## [Document passage]
ComfyUI Extension: comfyui-sg-llama-cpp

Authored by sebagallo

Created

Updated

2 stars

llama-cpp-python wrapper, with support for vision models. It allows the user to generate text responses from prompts using llama.cpp.

Custom Nodes (0)

    README

    comfyui-sg-llama-cpp

    ComfyUI custom node that acts as a llama-cpp-python wrapper, with support for vision models. It allows the user to generate text responses from prompts using llama.cpp.

    Screenshot

    Features

    • Load and use GGUF models (including vision models)
    • Generate text prompts using llama.cpp
    • Support for multi-modal inputs (images)
    • Memory management options
    • Integration with ComfyUI workflows

    Installation

    1. Install the required dependency/wheel from:

      https://github.com/JamePeng/llama-cpp-python/releases
      
    2. Clone this repository into your ComfyUI custom nodes directory:

      cd ComfyUI/custom_nodes
      git clone https://github.com/sebagallo/comfyui-sg-llama-cpp
      
    3. Restart ComfyUI.

    Node Reference

    LlamaCPPModelLoader

    Loads GGUF model files and prepares them for use.

    Inputs

    • Required:
      • model_name: Select the GGUF model file to load.
    • Optional:
      • chat_format: Chat template to use (default: llama-2).
      • mmproj_model_name: Multi-modal projector model for vision (default: None).

    Outputs

    • model: The loaded Llama model object.

    LlamaCPPOptions

    Configures advanced parameters for the model.

    Inputs

    • Optional:
      • n_gpu_layers: Number of layers to offload to GPU (default: -1 for all).
      • n_ctx: Context window size (default: 2048).
      • n_threads: CPU threads to use (default: -1 for auto).
      • n_threads_batch: Threads for batch processing (default: -1 for auto).
      • n_batch: Batch size (default: 512).
      • n_ubatch: Micro-batch size (default: 512).

## [Named object pointing entries]
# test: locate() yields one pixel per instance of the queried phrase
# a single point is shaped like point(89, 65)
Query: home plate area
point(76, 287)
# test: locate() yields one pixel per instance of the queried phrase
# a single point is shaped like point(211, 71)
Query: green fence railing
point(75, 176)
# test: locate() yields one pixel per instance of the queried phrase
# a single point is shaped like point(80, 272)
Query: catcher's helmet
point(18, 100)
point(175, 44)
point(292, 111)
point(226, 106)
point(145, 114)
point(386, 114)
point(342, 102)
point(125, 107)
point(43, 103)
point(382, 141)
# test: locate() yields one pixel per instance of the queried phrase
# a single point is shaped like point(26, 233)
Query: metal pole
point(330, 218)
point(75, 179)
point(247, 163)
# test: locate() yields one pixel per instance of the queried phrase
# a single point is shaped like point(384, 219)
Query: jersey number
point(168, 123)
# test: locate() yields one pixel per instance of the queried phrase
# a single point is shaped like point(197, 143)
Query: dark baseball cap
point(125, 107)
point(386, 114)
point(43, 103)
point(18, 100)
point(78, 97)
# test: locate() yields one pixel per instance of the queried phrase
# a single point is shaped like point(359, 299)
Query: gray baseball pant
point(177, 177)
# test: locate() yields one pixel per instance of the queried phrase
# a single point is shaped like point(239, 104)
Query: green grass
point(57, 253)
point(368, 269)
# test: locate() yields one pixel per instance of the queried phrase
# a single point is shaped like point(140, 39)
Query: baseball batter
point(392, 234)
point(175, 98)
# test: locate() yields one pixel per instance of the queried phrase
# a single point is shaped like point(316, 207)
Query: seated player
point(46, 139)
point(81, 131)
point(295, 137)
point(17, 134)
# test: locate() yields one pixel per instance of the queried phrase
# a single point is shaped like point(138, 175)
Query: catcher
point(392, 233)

## [Objective]
Translate this sentence from the ComfyUI extension page into Spanish: "It allows the user to generate text responses from prompts using llama.cpp." The records have nothing to do with the ComfyUI extension page.

## [Output for this exercise]
Permite al usuario generar respuestas de texto a partir de indicaciones mediante llama.cpp.